Brief –
Scan the records for lines with the word "cuff", and copy every such line.

(Dataset entries)
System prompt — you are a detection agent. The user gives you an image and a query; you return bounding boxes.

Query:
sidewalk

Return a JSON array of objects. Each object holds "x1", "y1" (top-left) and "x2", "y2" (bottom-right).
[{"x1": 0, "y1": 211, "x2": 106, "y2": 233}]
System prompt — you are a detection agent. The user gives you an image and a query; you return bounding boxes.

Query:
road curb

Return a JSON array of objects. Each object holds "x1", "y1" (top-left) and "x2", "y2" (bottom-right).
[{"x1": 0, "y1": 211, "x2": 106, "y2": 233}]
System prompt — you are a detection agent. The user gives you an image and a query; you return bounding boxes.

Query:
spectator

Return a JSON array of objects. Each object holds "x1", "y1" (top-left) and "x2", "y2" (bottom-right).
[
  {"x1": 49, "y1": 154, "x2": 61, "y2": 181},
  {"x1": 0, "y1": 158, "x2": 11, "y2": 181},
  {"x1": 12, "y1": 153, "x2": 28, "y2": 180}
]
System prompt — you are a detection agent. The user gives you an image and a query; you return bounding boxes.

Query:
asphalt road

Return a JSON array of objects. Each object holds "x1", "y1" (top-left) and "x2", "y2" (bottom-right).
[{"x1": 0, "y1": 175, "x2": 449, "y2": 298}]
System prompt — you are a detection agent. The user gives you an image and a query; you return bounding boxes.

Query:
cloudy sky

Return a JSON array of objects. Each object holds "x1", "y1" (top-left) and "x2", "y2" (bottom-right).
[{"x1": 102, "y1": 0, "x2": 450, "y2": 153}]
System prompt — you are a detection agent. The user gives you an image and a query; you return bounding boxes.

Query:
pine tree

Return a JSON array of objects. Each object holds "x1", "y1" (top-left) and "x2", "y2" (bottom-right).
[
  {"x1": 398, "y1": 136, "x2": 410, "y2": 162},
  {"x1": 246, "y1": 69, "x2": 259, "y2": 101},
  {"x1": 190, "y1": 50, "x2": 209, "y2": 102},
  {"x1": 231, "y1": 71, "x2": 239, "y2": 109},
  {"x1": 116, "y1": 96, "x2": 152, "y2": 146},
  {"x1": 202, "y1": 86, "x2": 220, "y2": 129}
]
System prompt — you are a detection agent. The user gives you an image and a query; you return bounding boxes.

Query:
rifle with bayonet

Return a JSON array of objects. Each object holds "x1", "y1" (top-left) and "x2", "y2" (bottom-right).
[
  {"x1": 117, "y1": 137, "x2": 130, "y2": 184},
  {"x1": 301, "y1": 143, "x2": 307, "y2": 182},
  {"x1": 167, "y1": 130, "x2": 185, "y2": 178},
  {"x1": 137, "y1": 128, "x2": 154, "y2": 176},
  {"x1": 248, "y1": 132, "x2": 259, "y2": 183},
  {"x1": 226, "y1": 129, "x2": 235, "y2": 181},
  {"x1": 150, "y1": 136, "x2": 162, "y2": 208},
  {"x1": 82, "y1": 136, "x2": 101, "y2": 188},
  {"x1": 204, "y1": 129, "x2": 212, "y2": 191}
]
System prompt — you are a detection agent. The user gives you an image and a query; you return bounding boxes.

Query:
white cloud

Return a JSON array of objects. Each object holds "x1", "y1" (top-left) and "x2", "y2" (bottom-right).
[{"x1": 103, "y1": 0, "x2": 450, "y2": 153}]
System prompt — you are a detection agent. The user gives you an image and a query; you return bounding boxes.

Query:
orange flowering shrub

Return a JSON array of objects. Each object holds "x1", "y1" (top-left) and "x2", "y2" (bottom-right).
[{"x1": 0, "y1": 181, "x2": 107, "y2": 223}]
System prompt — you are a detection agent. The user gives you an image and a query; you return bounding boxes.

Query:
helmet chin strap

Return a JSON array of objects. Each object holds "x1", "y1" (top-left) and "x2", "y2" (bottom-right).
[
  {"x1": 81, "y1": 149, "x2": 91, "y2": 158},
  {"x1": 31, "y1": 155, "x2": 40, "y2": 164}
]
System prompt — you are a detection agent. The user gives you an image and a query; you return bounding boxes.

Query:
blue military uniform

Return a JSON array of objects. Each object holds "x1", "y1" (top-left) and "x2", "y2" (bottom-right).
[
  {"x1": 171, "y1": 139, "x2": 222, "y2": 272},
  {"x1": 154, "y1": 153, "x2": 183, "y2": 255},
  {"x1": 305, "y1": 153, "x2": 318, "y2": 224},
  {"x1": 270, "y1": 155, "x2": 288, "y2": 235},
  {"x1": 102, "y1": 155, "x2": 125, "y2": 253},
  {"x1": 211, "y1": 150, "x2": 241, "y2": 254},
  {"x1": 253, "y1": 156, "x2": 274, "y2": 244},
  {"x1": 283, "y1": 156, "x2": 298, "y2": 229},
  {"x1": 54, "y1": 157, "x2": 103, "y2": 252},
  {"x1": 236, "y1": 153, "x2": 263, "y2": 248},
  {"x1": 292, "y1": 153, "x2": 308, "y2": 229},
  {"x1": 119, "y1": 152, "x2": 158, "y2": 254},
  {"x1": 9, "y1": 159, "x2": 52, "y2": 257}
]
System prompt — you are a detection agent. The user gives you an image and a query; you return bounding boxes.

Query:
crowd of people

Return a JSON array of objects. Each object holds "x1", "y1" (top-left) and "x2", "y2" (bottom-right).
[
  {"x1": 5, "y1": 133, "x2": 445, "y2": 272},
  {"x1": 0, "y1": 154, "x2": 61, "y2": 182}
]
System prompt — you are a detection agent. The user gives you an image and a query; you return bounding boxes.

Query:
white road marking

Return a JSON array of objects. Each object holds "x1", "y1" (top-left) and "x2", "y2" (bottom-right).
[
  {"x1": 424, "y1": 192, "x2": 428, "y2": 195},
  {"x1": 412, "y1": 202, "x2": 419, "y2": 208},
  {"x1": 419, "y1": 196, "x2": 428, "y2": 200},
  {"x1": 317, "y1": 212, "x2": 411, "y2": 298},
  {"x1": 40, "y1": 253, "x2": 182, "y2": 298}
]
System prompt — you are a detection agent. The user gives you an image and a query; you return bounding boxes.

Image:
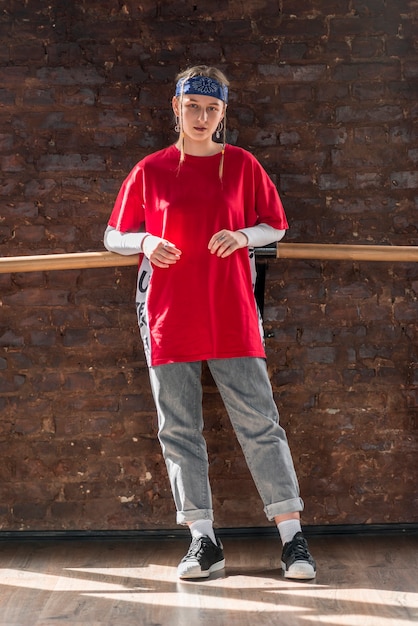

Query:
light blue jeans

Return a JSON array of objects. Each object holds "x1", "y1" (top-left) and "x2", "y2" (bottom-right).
[{"x1": 148, "y1": 357, "x2": 304, "y2": 525}]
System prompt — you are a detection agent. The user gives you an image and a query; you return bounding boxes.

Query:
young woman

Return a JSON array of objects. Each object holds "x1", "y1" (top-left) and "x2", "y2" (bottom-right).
[{"x1": 104, "y1": 65, "x2": 316, "y2": 580}]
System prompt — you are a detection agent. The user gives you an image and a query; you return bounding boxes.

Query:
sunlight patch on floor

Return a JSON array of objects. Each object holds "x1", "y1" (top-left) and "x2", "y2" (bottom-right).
[{"x1": 1, "y1": 564, "x2": 416, "y2": 619}]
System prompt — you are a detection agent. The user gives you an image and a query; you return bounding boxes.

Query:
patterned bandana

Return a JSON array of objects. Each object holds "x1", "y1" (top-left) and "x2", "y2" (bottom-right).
[{"x1": 175, "y1": 75, "x2": 228, "y2": 103}]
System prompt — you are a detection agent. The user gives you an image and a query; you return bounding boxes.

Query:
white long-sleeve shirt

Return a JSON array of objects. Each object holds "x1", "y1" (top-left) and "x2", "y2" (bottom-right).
[{"x1": 104, "y1": 223, "x2": 285, "y2": 256}]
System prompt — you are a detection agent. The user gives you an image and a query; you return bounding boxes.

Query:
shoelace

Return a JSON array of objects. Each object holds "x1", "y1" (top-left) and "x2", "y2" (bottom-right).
[
  {"x1": 289, "y1": 538, "x2": 311, "y2": 560},
  {"x1": 184, "y1": 537, "x2": 205, "y2": 558}
]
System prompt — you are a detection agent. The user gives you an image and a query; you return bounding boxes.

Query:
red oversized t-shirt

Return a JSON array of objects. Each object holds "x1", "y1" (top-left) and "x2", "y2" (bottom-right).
[{"x1": 108, "y1": 144, "x2": 288, "y2": 366}]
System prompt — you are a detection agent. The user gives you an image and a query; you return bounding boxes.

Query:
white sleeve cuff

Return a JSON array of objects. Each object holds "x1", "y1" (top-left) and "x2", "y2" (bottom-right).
[
  {"x1": 239, "y1": 224, "x2": 286, "y2": 247},
  {"x1": 104, "y1": 226, "x2": 147, "y2": 256}
]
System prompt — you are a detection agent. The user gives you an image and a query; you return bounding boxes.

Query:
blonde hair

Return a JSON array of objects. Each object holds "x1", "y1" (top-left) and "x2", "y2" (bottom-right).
[{"x1": 174, "y1": 65, "x2": 229, "y2": 179}]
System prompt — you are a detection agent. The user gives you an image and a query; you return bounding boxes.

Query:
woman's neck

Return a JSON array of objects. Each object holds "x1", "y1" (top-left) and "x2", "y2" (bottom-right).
[{"x1": 176, "y1": 138, "x2": 223, "y2": 157}]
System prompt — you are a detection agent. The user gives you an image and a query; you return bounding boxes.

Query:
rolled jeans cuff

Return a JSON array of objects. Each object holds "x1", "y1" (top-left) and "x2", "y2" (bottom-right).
[
  {"x1": 177, "y1": 509, "x2": 214, "y2": 525},
  {"x1": 264, "y1": 497, "x2": 304, "y2": 521}
]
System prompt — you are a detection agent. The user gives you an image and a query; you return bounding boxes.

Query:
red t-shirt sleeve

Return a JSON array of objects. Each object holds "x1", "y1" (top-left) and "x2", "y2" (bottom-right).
[
  {"x1": 252, "y1": 156, "x2": 288, "y2": 230},
  {"x1": 108, "y1": 163, "x2": 145, "y2": 233}
]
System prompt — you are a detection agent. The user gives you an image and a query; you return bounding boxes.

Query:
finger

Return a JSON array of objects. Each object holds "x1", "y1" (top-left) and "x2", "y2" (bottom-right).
[
  {"x1": 218, "y1": 241, "x2": 238, "y2": 258},
  {"x1": 208, "y1": 231, "x2": 220, "y2": 247},
  {"x1": 160, "y1": 242, "x2": 181, "y2": 257},
  {"x1": 208, "y1": 232, "x2": 228, "y2": 254},
  {"x1": 151, "y1": 254, "x2": 177, "y2": 268},
  {"x1": 209, "y1": 230, "x2": 228, "y2": 244},
  {"x1": 152, "y1": 242, "x2": 181, "y2": 267},
  {"x1": 162, "y1": 242, "x2": 182, "y2": 255},
  {"x1": 157, "y1": 241, "x2": 180, "y2": 254}
]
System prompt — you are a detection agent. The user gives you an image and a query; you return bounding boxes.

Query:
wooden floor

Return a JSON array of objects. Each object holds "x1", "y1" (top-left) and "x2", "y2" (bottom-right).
[{"x1": 0, "y1": 533, "x2": 416, "y2": 625}]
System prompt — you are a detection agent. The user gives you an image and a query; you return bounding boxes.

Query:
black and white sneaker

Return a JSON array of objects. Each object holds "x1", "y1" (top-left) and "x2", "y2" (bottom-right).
[
  {"x1": 177, "y1": 536, "x2": 225, "y2": 579},
  {"x1": 281, "y1": 532, "x2": 316, "y2": 580}
]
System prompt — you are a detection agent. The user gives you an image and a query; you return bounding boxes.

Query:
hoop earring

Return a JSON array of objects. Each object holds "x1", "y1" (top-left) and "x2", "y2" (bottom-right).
[
  {"x1": 174, "y1": 116, "x2": 180, "y2": 133},
  {"x1": 215, "y1": 120, "x2": 224, "y2": 139}
]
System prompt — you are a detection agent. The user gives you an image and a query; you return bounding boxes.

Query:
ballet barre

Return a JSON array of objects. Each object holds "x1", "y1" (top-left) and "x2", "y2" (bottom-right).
[{"x1": 0, "y1": 242, "x2": 418, "y2": 274}]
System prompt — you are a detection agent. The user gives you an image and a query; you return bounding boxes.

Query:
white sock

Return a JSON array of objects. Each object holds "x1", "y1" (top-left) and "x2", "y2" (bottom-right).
[
  {"x1": 189, "y1": 519, "x2": 217, "y2": 545},
  {"x1": 277, "y1": 519, "x2": 302, "y2": 545}
]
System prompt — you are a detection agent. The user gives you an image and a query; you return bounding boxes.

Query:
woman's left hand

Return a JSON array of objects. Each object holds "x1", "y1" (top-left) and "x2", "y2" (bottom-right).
[{"x1": 208, "y1": 229, "x2": 248, "y2": 258}]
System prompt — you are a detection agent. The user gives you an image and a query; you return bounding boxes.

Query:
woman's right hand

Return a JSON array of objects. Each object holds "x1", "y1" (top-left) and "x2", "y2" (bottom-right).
[{"x1": 142, "y1": 235, "x2": 182, "y2": 268}]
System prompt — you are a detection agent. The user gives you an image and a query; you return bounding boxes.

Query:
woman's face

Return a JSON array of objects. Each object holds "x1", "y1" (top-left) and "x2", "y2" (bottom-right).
[{"x1": 173, "y1": 93, "x2": 224, "y2": 144}]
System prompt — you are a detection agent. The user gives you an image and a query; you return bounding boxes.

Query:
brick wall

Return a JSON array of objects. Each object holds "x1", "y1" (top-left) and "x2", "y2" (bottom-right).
[{"x1": 0, "y1": 0, "x2": 417, "y2": 530}]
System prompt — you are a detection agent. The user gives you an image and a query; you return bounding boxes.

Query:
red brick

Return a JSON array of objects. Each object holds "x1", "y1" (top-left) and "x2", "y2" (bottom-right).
[
  {"x1": 280, "y1": 84, "x2": 313, "y2": 102},
  {"x1": 47, "y1": 43, "x2": 83, "y2": 65},
  {"x1": 36, "y1": 67, "x2": 105, "y2": 85},
  {"x1": 12, "y1": 503, "x2": 48, "y2": 521},
  {"x1": 61, "y1": 87, "x2": 95, "y2": 106},
  {"x1": 317, "y1": 83, "x2": 350, "y2": 103},
  {"x1": 0, "y1": 155, "x2": 26, "y2": 172},
  {"x1": 281, "y1": 0, "x2": 349, "y2": 14},
  {"x1": 352, "y1": 36, "x2": 385, "y2": 58},
  {"x1": 352, "y1": 81, "x2": 385, "y2": 100},
  {"x1": 355, "y1": 172, "x2": 384, "y2": 188},
  {"x1": 330, "y1": 15, "x2": 398, "y2": 36},
  {"x1": 10, "y1": 42, "x2": 45, "y2": 63},
  {"x1": 23, "y1": 89, "x2": 55, "y2": 107},
  {"x1": 386, "y1": 36, "x2": 416, "y2": 57},
  {"x1": 3, "y1": 288, "x2": 69, "y2": 306},
  {"x1": 259, "y1": 63, "x2": 327, "y2": 82},
  {"x1": 318, "y1": 173, "x2": 349, "y2": 190},
  {"x1": 333, "y1": 61, "x2": 401, "y2": 81},
  {"x1": 336, "y1": 104, "x2": 403, "y2": 123},
  {"x1": 391, "y1": 171, "x2": 418, "y2": 189},
  {"x1": 37, "y1": 154, "x2": 106, "y2": 172},
  {"x1": 0, "y1": 67, "x2": 29, "y2": 84},
  {"x1": 279, "y1": 17, "x2": 326, "y2": 37}
]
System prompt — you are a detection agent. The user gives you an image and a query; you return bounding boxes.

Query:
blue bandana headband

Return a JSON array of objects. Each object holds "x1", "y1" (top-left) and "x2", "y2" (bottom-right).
[{"x1": 175, "y1": 75, "x2": 228, "y2": 103}]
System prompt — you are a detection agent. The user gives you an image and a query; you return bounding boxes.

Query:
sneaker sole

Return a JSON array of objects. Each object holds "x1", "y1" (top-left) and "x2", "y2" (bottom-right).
[
  {"x1": 178, "y1": 558, "x2": 226, "y2": 580},
  {"x1": 281, "y1": 560, "x2": 316, "y2": 580}
]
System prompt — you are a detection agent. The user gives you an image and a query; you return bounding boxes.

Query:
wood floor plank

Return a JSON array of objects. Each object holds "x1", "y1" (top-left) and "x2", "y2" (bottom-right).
[{"x1": 0, "y1": 534, "x2": 416, "y2": 625}]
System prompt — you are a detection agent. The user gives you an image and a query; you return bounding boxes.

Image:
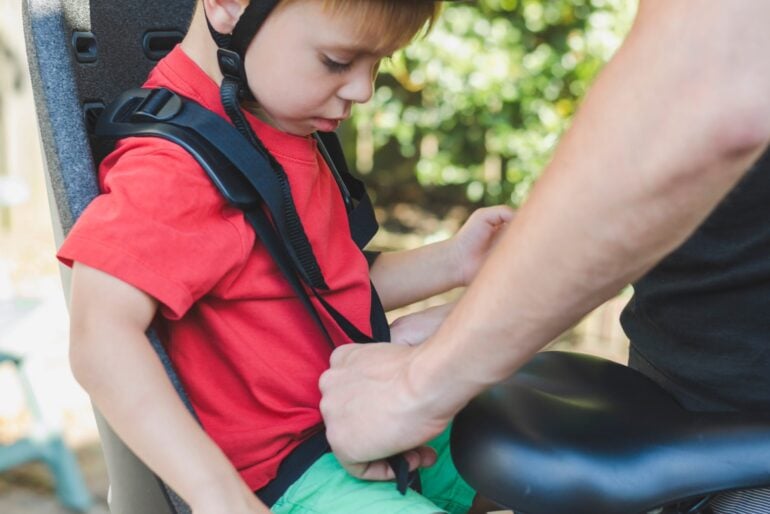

Answer box –
white sleeve cuff
rolled jeans cuff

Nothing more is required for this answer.